begin DATASET RECORDS

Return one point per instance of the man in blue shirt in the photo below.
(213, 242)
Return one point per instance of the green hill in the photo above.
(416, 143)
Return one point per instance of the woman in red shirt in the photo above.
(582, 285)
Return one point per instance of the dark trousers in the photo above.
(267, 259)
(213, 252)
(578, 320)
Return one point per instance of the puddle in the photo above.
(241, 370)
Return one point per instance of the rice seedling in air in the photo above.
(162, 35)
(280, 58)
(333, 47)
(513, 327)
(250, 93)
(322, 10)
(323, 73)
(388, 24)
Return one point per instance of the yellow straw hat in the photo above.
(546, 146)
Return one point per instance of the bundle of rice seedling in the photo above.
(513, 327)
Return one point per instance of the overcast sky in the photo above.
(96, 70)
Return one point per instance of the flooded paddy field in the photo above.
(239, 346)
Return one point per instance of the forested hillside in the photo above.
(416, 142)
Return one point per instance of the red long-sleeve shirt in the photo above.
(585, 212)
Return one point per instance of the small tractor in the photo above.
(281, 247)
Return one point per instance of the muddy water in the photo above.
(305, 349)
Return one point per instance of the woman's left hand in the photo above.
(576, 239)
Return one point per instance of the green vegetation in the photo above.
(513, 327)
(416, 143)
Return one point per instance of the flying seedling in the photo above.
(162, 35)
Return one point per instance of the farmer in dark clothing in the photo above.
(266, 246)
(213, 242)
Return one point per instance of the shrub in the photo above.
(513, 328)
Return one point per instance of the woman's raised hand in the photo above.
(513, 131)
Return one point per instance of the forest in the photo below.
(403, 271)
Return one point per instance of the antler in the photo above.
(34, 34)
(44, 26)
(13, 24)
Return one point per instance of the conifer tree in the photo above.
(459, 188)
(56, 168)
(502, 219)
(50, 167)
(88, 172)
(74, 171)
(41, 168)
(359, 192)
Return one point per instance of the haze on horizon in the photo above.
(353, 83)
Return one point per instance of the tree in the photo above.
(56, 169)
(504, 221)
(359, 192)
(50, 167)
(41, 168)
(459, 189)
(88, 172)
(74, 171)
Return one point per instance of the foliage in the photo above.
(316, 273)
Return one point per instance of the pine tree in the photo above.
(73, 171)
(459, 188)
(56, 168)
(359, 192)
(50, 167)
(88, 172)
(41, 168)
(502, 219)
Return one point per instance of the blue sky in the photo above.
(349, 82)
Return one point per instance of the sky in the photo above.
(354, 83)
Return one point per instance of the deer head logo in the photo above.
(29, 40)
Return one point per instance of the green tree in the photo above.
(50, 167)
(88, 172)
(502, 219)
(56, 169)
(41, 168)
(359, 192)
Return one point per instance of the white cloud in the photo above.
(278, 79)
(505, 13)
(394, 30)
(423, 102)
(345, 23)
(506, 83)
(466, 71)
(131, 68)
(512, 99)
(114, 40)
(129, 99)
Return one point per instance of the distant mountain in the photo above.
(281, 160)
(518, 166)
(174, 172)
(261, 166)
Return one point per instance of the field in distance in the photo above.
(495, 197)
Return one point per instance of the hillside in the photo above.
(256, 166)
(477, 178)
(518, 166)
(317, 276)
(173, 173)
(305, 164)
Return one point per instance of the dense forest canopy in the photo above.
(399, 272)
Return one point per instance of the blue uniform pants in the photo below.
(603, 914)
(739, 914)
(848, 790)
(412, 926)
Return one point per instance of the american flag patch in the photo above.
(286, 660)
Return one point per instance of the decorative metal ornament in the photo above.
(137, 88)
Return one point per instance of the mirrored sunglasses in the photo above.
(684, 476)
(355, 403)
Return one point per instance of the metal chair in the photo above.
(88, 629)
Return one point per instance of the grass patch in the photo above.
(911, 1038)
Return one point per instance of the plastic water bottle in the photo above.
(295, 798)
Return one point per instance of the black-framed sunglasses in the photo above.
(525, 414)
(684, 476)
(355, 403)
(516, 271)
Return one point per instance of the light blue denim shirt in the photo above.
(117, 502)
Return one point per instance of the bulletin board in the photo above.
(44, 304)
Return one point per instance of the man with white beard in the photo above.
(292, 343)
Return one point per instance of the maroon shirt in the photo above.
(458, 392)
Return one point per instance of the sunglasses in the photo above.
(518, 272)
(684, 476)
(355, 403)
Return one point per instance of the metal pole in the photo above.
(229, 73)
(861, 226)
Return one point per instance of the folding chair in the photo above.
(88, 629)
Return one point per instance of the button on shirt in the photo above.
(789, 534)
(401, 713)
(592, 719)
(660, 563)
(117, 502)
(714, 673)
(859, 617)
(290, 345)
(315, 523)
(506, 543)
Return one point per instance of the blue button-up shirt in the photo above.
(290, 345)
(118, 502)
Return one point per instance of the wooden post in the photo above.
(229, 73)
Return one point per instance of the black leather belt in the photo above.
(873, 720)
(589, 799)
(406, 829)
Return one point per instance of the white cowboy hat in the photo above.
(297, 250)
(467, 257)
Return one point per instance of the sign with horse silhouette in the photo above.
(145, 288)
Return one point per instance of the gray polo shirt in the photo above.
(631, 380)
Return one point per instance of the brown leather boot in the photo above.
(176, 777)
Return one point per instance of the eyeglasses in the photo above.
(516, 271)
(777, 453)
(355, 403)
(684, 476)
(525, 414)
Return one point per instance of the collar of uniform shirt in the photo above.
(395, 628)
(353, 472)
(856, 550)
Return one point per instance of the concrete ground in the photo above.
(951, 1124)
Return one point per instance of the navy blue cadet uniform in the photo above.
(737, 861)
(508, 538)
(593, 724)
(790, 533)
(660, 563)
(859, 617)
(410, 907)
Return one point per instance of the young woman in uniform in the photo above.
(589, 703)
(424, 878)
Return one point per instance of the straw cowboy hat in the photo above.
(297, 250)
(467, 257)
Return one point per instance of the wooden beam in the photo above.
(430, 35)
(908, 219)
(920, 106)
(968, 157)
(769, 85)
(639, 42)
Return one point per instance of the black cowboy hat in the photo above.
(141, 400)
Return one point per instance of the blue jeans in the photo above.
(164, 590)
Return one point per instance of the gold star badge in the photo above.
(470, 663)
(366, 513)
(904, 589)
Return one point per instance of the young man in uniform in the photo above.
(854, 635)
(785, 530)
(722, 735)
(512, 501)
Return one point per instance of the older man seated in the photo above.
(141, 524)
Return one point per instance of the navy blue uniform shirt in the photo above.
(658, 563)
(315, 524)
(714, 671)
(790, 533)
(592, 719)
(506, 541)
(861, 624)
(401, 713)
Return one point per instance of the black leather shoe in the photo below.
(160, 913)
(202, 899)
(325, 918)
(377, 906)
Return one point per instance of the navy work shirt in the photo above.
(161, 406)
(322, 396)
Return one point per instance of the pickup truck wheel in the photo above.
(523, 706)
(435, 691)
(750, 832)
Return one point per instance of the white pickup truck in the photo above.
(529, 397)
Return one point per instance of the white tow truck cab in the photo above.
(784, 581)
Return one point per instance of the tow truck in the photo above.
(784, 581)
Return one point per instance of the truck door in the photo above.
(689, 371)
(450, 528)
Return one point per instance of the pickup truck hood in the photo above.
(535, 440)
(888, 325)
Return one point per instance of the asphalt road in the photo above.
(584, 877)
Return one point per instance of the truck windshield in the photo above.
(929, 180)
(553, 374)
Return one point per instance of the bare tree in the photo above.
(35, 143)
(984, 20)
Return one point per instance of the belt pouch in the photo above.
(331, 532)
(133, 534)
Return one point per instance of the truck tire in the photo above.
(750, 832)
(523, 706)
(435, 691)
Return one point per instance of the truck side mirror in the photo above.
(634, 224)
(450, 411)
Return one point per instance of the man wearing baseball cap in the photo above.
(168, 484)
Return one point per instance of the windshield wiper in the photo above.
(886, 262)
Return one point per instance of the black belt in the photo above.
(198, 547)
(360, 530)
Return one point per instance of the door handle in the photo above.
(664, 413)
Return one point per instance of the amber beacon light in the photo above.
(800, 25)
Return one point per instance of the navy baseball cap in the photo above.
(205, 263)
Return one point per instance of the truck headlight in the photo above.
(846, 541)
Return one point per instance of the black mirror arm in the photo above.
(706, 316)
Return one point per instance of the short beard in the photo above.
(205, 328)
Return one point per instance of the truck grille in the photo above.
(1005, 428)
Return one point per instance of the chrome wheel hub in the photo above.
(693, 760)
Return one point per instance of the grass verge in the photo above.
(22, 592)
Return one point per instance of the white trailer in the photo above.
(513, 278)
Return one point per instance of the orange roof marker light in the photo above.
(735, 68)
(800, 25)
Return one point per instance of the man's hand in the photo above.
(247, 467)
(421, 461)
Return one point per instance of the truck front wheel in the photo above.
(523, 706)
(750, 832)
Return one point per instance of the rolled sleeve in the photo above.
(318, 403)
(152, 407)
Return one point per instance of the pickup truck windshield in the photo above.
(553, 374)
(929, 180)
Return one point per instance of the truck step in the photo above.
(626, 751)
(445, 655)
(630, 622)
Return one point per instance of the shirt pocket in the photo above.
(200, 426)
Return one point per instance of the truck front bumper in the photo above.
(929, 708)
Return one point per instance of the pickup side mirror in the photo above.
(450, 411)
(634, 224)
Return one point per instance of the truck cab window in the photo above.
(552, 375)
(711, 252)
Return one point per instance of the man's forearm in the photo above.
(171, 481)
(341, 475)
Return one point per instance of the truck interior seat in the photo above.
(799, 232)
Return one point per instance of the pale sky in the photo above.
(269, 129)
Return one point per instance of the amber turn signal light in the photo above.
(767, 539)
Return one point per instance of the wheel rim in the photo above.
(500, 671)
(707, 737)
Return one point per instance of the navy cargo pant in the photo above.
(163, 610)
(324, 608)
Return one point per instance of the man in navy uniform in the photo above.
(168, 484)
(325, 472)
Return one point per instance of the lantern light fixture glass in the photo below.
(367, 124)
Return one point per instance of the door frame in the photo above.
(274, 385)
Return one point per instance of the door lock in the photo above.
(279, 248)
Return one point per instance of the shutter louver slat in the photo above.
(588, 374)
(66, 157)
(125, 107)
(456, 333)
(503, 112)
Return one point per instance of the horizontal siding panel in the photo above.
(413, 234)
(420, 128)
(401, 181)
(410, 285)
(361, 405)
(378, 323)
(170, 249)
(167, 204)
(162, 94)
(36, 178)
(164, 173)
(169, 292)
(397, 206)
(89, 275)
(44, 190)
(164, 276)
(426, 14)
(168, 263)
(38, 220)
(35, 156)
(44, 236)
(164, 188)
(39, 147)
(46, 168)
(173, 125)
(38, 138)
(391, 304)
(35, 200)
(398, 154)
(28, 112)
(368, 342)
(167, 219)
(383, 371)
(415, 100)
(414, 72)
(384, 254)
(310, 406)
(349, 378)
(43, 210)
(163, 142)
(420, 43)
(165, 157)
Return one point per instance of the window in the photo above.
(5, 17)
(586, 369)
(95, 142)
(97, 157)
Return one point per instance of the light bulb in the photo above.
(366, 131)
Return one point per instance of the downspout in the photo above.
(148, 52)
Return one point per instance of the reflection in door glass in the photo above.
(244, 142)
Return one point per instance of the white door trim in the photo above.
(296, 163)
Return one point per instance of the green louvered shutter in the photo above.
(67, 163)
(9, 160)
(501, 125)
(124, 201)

end DATASET RECORDS

WHAT THIS TASK INVOLVES> Return exactly the lines from the one containing "Return one point per instance of the lantern" through the last line of the records above, both included, and nothing else.

TASK ANSWER>
Return one point per instance of the lantern light fixture glass in the photo below.
(367, 124)
Return one point per instance of the door frame in the photo above.
(274, 385)
Return one point per instance of the door lock in the photo above.
(279, 248)
Return one point per instance of the shutter louver slat in the photo above.
(588, 374)
(66, 157)
(125, 107)
(456, 333)
(503, 112)
Return one point per instance of the horizontal siding panel in the photo above.
(413, 234)
(420, 128)
(401, 181)
(410, 285)
(361, 405)
(378, 323)
(170, 249)
(167, 204)
(162, 94)
(36, 178)
(164, 173)
(169, 292)
(397, 206)
(89, 275)
(44, 190)
(164, 276)
(426, 14)
(168, 263)
(38, 220)
(35, 156)
(44, 236)
(164, 188)
(39, 147)
(46, 168)
(173, 125)
(38, 138)
(391, 304)
(35, 200)
(398, 154)
(28, 112)
(368, 342)
(167, 219)
(383, 371)
(415, 100)
(414, 72)
(384, 254)
(310, 406)
(349, 378)
(43, 210)
(163, 142)
(420, 43)
(165, 157)
Return one point per instance of the window in the photo above.
(5, 17)
(586, 369)
(95, 142)
(97, 157)
Return one point per instance of the light bulb in the photo above.
(366, 131)
Return one point per instance of the downspout in the photo above.
(148, 52)
Return one point per instance of the reflection in door glass in the photo above.
(244, 142)
Return one point per instance of the white door trim in the photo above.
(296, 163)
Return one point per instance of the green louvered shutter in the photo above.
(67, 163)
(9, 160)
(501, 125)
(124, 201)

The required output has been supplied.